(Coordinate annotation entries)
↓↓↓

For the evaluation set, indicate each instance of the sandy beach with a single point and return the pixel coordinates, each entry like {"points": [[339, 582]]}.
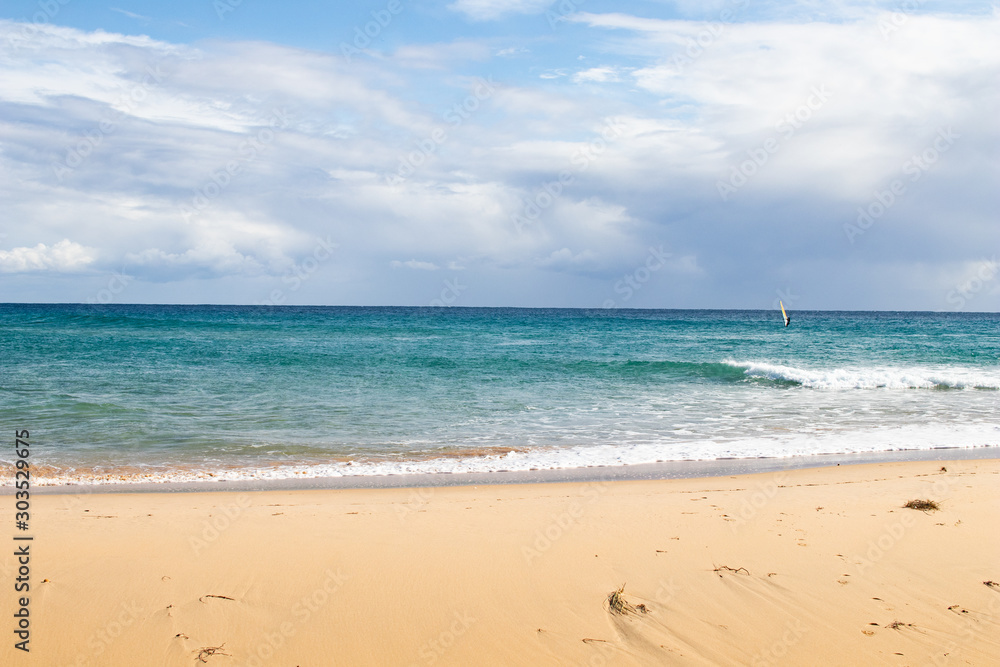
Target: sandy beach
{"points": [[813, 566]]}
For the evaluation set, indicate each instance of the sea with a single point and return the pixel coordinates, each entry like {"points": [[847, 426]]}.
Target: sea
{"points": [[155, 393]]}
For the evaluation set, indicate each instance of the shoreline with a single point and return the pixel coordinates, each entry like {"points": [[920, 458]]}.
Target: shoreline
{"points": [[645, 471], [772, 568]]}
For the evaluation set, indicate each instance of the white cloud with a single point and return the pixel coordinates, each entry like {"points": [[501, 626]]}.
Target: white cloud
{"points": [[414, 264], [596, 75], [683, 125], [62, 257]]}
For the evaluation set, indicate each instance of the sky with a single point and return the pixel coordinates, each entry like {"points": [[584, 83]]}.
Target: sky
{"points": [[578, 153]]}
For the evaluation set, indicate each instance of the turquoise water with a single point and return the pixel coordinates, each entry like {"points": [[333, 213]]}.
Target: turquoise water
{"points": [[183, 392]]}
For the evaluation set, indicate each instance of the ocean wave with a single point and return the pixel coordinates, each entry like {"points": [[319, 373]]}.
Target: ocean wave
{"points": [[851, 441], [870, 378]]}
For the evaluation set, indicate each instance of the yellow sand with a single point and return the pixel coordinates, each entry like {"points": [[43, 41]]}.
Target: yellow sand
{"points": [[822, 562]]}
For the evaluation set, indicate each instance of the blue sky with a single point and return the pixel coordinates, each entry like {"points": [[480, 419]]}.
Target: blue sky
{"points": [[501, 152]]}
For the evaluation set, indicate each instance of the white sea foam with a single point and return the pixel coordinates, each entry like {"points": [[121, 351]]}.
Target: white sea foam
{"points": [[872, 378], [915, 437]]}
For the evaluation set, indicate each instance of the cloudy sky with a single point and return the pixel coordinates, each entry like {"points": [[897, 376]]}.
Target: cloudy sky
{"points": [[717, 154]]}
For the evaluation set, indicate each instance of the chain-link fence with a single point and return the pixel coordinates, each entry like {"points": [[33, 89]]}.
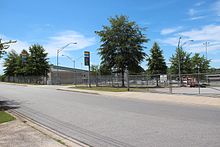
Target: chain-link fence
{"points": [[207, 84], [42, 80], [190, 84]]}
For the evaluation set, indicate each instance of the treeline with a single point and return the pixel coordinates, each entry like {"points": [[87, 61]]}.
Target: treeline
{"points": [[33, 62], [122, 47]]}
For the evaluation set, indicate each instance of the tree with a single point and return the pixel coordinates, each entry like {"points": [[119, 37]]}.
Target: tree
{"points": [[22, 67], [122, 45], [10, 64], [156, 61], [94, 70], [200, 62], [185, 62], [38, 61], [105, 70]]}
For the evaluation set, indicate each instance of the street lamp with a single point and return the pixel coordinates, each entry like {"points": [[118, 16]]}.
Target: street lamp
{"points": [[58, 51], [71, 59], [178, 47], [206, 48]]}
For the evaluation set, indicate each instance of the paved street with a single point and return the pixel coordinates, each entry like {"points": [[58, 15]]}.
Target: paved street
{"points": [[109, 121]]}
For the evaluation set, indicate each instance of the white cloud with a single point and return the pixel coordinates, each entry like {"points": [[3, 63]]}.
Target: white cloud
{"points": [[209, 33], [216, 60], [167, 31], [192, 12], [199, 3], [18, 46], [63, 38], [197, 17], [216, 7], [55, 42]]}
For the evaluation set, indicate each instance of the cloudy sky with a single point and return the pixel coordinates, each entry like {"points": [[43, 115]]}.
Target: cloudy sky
{"points": [[55, 23]]}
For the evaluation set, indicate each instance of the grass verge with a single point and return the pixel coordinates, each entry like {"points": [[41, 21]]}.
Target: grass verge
{"points": [[109, 89], [5, 117]]}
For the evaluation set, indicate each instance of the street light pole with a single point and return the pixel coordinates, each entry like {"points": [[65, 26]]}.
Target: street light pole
{"points": [[178, 47], [206, 48], [58, 51], [71, 59]]}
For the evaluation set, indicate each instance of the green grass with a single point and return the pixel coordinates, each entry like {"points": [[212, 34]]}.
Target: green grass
{"points": [[109, 89], [5, 117]]}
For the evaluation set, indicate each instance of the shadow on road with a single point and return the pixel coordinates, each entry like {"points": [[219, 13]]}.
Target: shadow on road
{"points": [[8, 104]]}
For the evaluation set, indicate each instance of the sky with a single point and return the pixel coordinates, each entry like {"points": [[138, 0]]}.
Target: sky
{"points": [[55, 23]]}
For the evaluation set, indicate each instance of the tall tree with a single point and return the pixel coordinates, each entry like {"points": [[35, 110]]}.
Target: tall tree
{"points": [[10, 64], [185, 62], [201, 62], [156, 61], [38, 61], [22, 67], [122, 45]]}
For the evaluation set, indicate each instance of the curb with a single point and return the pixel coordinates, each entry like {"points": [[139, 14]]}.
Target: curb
{"points": [[57, 136], [86, 92]]}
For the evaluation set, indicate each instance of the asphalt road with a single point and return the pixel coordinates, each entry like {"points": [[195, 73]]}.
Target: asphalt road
{"points": [[110, 121]]}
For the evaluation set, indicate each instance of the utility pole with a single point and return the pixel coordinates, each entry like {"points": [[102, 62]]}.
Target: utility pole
{"points": [[178, 47], [58, 51], [206, 48]]}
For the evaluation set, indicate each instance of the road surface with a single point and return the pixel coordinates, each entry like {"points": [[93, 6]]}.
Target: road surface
{"points": [[110, 121]]}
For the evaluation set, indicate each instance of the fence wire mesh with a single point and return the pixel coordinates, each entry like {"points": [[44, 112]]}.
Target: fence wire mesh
{"points": [[207, 84]]}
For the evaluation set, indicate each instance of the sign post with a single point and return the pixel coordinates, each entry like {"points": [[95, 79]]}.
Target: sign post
{"points": [[87, 63]]}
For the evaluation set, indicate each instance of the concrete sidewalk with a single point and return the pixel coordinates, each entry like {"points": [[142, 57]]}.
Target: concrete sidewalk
{"points": [[24, 133], [18, 134], [184, 99]]}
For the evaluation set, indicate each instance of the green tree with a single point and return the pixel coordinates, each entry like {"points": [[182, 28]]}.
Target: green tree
{"points": [[22, 67], [122, 45], [156, 61], [105, 70], [10, 64], [94, 69], [201, 62], [185, 62], [38, 61]]}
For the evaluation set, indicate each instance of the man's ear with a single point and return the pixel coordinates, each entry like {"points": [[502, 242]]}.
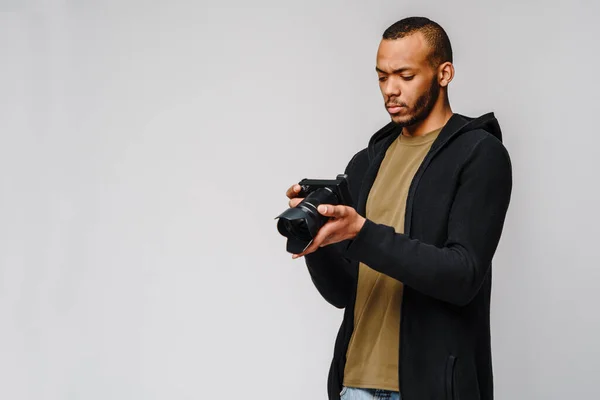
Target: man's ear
{"points": [[445, 73]]}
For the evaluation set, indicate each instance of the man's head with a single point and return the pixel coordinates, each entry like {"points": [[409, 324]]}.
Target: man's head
{"points": [[414, 65]]}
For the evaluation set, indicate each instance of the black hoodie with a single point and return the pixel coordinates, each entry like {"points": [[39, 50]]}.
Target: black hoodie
{"points": [[455, 214]]}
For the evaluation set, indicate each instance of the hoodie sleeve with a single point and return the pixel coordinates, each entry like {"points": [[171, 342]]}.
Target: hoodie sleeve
{"points": [[331, 272], [454, 272]]}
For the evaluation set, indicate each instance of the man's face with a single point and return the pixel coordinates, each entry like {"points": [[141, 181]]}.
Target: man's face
{"points": [[407, 81]]}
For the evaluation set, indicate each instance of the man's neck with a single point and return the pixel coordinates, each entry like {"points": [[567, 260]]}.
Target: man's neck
{"points": [[435, 120]]}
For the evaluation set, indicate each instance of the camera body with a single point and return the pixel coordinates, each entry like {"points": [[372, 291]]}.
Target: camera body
{"points": [[300, 224]]}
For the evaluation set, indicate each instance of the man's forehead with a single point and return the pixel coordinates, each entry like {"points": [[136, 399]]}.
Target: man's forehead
{"points": [[412, 49]]}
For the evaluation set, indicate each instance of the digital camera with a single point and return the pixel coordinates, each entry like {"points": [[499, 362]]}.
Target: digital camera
{"points": [[300, 224]]}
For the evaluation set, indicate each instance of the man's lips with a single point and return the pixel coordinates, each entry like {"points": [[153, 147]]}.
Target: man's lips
{"points": [[394, 108]]}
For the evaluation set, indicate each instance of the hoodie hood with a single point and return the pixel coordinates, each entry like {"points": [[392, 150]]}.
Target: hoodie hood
{"points": [[456, 125]]}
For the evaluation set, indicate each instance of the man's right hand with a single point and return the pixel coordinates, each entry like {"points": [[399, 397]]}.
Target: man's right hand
{"points": [[292, 194]]}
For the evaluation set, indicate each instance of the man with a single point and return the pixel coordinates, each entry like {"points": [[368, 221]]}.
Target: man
{"points": [[411, 261]]}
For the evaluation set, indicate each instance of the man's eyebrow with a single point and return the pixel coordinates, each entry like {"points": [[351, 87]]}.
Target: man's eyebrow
{"points": [[396, 71]]}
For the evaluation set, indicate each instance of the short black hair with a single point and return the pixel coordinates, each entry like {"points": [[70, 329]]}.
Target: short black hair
{"points": [[441, 50]]}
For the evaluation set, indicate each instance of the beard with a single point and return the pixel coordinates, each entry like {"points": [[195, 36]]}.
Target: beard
{"points": [[422, 107]]}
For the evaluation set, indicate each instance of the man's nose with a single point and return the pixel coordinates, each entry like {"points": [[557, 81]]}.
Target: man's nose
{"points": [[391, 88]]}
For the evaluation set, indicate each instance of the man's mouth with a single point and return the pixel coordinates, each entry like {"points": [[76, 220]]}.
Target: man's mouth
{"points": [[394, 108]]}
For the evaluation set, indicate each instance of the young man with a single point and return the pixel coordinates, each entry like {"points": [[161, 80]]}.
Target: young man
{"points": [[411, 261]]}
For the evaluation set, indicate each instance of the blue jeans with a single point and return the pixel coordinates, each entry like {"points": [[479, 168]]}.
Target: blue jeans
{"points": [[368, 394]]}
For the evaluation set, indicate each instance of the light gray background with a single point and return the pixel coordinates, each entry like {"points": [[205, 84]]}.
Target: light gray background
{"points": [[145, 149]]}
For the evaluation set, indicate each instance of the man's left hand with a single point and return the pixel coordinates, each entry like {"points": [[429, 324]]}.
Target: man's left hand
{"points": [[344, 224]]}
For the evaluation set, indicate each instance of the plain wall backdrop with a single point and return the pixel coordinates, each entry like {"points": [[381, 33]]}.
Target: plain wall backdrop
{"points": [[145, 150]]}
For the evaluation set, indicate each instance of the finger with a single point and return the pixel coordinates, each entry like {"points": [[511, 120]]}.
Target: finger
{"points": [[333, 211], [317, 241], [293, 191], [295, 202]]}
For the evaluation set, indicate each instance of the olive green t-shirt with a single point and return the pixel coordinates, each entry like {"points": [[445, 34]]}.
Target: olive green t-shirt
{"points": [[373, 351]]}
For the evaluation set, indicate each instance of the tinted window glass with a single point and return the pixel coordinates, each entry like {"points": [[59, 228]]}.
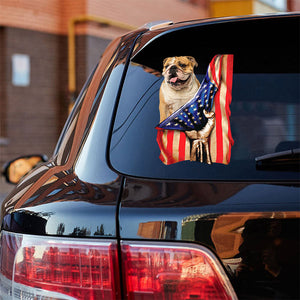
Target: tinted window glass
{"points": [[263, 112]]}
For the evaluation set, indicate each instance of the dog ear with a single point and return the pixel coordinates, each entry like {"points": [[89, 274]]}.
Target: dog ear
{"points": [[193, 60], [165, 60]]}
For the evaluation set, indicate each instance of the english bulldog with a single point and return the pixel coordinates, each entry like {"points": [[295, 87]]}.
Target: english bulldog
{"points": [[179, 85]]}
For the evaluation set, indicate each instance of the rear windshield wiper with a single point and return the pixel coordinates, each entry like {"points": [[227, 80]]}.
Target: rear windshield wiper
{"points": [[287, 160]]}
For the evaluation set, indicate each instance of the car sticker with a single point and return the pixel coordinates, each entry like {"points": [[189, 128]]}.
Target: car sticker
{"points": [[195, 118]]}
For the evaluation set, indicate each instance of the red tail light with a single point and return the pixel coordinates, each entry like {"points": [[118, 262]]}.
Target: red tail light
{"points": [[56, 268], [34, 267], [176, 271]]}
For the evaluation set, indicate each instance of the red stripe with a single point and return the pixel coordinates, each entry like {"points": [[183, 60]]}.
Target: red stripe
{"points": [[182, 140], [169, 150], [218, 115], [219, 131], [213, 69], [159, 136]]}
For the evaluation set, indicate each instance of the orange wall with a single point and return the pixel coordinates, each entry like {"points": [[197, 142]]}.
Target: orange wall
{"points": [[52, 15]]}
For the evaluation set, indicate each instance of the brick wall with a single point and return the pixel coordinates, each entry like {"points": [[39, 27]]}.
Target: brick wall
{"points": [[31, 117]]}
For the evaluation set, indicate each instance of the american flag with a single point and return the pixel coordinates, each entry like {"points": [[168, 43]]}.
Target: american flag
{"points": [[214, 94]]}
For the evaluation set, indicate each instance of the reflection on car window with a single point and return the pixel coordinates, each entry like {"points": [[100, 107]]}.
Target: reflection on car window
{"points": [[263, 115]]}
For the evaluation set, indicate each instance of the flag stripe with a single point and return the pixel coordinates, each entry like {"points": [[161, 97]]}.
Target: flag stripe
{"points": [[182, 146], [175, 146], [229, 77]]}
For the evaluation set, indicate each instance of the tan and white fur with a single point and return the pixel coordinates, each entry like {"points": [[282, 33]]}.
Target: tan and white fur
{"points": [[179, 85]]}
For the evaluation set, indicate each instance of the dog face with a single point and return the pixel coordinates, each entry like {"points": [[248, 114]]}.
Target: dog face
{"points": [[178, 71]]}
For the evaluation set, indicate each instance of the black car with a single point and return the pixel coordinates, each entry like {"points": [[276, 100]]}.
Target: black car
{"points": [[146, 198]]}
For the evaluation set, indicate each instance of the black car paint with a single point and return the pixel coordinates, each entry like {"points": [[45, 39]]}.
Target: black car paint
{"points": [[71, 203]]}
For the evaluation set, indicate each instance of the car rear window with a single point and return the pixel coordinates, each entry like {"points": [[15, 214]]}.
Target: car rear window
{"points": [[253, 67]]}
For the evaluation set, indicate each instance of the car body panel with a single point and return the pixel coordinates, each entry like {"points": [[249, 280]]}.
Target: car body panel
{"points": [[253, 226]]}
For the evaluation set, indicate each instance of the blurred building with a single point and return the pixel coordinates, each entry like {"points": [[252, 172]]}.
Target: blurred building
{"points": [[222, 8]]}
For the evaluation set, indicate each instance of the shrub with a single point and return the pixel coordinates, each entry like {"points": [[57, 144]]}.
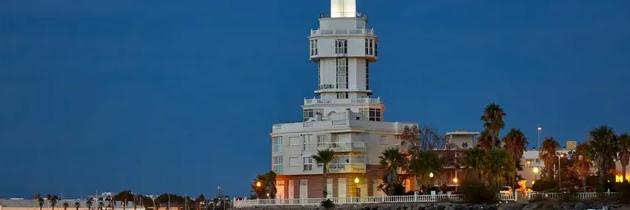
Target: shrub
{"points": [[327, 204], [476, 192], [545, 186]]}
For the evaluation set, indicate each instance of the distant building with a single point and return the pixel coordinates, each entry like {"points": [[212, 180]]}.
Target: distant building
{"points": [[343, 116]]}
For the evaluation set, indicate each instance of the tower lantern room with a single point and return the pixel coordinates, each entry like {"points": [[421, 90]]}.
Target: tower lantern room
{"points": [[343, 8]]}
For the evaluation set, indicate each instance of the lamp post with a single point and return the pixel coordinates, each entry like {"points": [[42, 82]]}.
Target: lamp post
{"points": [[356, 182], [539, 130], [561, 155]]}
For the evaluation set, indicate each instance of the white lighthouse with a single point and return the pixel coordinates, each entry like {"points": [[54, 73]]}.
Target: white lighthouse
{"points": [[342, 116]]}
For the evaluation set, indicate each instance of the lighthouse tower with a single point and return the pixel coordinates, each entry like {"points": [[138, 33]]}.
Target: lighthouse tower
{"points": [[342, 116], [343, 48]]}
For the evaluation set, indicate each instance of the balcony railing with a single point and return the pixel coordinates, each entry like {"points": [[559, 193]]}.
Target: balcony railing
{"points": [[321, 32], [342, 147], [342, 101]]}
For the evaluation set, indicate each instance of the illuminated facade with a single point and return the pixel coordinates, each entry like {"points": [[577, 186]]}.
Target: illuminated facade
{"points": [[343, 116]]}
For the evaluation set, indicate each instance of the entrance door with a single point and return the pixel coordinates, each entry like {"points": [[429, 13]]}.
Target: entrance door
{"points": [[304, 189], [280, 190], [341, 191]]}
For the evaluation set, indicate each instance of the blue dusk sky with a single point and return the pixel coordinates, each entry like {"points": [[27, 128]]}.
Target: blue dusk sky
{"points": [[180, 96]]}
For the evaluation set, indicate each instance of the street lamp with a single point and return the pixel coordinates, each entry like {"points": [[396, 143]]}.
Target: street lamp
{"points": [[560, 168], [539, 130]]}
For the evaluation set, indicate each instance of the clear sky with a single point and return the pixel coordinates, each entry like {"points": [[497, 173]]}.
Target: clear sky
{"points": [[180, 96]]}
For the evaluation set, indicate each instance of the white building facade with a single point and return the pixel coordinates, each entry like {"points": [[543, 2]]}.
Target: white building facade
{"points": [[343, 116]]}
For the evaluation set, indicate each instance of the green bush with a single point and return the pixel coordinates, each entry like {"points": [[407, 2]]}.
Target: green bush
{"points": [[477, 192], [545, 186], [328, 204]]}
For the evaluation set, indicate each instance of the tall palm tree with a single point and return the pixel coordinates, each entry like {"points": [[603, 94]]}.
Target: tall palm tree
{"points": [[515, 143], [605, 147], [493, 121], [422, 164], [124, 197], [410, 140], [624, 154], [392, 160], [324, 157], [549, 156], [582, 163], [485, 140]]}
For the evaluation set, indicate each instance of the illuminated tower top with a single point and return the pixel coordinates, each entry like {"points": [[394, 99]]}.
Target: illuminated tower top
{"points": [[343, 8]]}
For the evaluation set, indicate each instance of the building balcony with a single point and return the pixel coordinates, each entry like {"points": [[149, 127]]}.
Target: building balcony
{"points": [[342, 147], [357, 101], [347, 168]]}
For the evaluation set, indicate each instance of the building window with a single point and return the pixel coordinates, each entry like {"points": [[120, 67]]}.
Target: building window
{"points": [[375, 115], [312, 114], [367, 75], [277, 164], [342, 73], [341, 46], [314, 50], [308, 164], [277, 143], [307, 143]]}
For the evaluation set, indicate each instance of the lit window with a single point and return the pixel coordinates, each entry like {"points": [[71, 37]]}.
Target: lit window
{"points": [[277, 164], [341, 46], [314, 50], [375, 115], [308, 164], [312, 114], [342, 73], [277, 143]]}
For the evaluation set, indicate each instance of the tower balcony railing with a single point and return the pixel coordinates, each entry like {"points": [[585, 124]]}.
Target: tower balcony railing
{"points": [[357, 14], [321, 32], [316, 101]]}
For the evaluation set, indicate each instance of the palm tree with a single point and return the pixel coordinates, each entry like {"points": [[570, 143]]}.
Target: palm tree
{"points": [[548, 155], [624, 153], [422, 164], [514, 144], [493, 121], [604, 144], [392, 160], [582, 164], [124, 197], [473, 159], [53, 200], [410, 140], [485, 141], [324, 157]]}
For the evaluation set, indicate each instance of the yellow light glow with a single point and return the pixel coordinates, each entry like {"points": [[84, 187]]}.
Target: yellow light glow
{"points": [[619, 178]]}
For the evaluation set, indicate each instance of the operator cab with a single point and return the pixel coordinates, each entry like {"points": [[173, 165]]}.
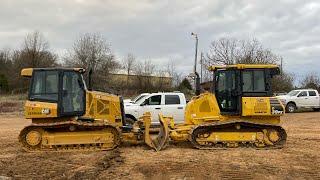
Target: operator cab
{"points": [[63, 86], [232, 82]]}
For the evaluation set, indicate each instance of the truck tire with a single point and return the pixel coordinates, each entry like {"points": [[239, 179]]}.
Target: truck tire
{"points": [[316, 109], [291, 108]]}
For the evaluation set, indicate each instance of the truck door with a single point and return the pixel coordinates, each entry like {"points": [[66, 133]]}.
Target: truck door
{"points": [[302, 98], [173, 106], [313, 99]]}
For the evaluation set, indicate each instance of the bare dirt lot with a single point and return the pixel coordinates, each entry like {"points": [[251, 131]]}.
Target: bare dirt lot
{"points": [[299, 159]]}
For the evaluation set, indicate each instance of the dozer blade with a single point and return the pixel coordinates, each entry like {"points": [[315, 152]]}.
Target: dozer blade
{"points": [[157, 142]]}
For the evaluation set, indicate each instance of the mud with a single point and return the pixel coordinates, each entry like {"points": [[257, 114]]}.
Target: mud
{"points": [[299, 159]]}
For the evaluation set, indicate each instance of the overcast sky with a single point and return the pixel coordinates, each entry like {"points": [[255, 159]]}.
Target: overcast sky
{"points": [[160, 30]]}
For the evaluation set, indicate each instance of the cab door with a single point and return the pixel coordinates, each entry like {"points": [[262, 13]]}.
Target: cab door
{"points": [[227, 92], [72, 96], [153, 105]]}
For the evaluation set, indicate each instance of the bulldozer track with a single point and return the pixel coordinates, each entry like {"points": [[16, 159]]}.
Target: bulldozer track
{"points": [[65, 127], [246, 126]]}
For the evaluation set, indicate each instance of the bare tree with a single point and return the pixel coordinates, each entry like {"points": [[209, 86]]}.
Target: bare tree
{"points": [[92, 52], [144, 70], [176, 76], [222, 51], [34, 54], [283, 82], [311, 80], [89, 51], [232, 51], [5, 69], [129, 63]]}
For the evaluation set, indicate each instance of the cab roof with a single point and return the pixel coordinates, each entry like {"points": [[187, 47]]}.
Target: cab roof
{"points": [[27, 72], [244, 66]]}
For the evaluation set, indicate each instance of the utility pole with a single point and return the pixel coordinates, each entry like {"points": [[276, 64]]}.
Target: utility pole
{"points": [[196, 52], [281, 69], [196, 75], [201, 64]]}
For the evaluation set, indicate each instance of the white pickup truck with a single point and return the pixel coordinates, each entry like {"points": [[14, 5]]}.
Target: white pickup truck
{"points": [[167, 103], [301, 98]]}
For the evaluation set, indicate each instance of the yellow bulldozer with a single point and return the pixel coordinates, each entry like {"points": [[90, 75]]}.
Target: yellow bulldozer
{"points": [[67, 116]]}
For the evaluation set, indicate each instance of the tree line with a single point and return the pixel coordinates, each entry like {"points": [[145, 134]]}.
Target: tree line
{"points": [[233, 51], [92, 51]]}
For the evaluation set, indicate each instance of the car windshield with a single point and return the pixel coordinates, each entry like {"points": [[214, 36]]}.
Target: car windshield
{"points": [[293, 93], [136, 99]]}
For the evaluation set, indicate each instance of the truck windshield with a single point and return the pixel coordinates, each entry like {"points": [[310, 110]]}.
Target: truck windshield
{"points": [[136, 99], [293, 93]]}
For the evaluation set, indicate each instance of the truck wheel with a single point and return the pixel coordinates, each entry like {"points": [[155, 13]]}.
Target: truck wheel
{"points": [[129, 121], [290, 108]]}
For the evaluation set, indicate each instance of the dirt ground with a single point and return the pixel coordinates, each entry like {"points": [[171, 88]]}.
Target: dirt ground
{"points": [[299, 159]]}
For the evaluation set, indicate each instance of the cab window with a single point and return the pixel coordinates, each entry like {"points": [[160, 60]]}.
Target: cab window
{"points": [[303, 93], [253, 81], [153, 100], [172, 99], [73, 92], [312, 93], [44, 86]]}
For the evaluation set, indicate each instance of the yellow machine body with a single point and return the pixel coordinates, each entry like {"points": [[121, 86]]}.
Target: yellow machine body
{"points": [[255, 122]]}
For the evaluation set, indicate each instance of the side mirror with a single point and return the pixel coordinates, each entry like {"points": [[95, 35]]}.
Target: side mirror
{"points": [[64, 93], [144, 102]]}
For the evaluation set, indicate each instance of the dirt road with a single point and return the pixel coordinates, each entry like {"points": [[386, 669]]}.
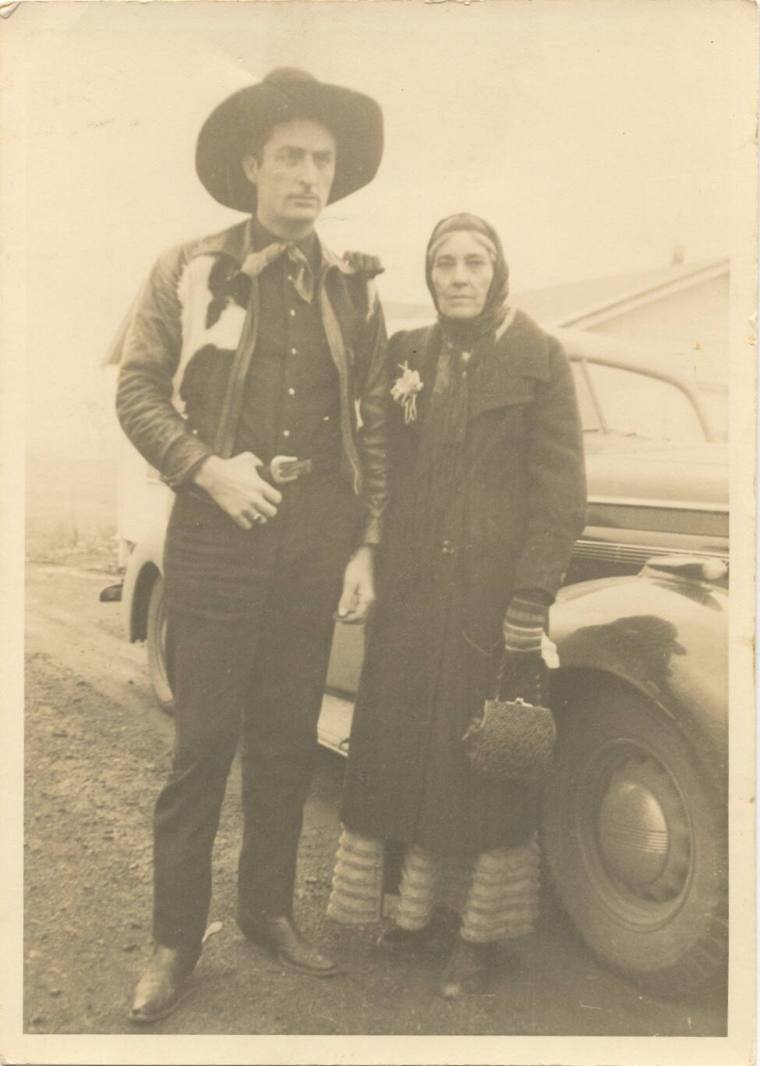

↑↑↑

__Problem to solve__
Collect every line of the material above that contains the string "brick", and copy each one in full.

__The result__
For the evaluation set, indicate each instance of the brick wall with a single point and return the pixel coordinates, each entry like {"points": [[39, 27]]}.
Target: brick wall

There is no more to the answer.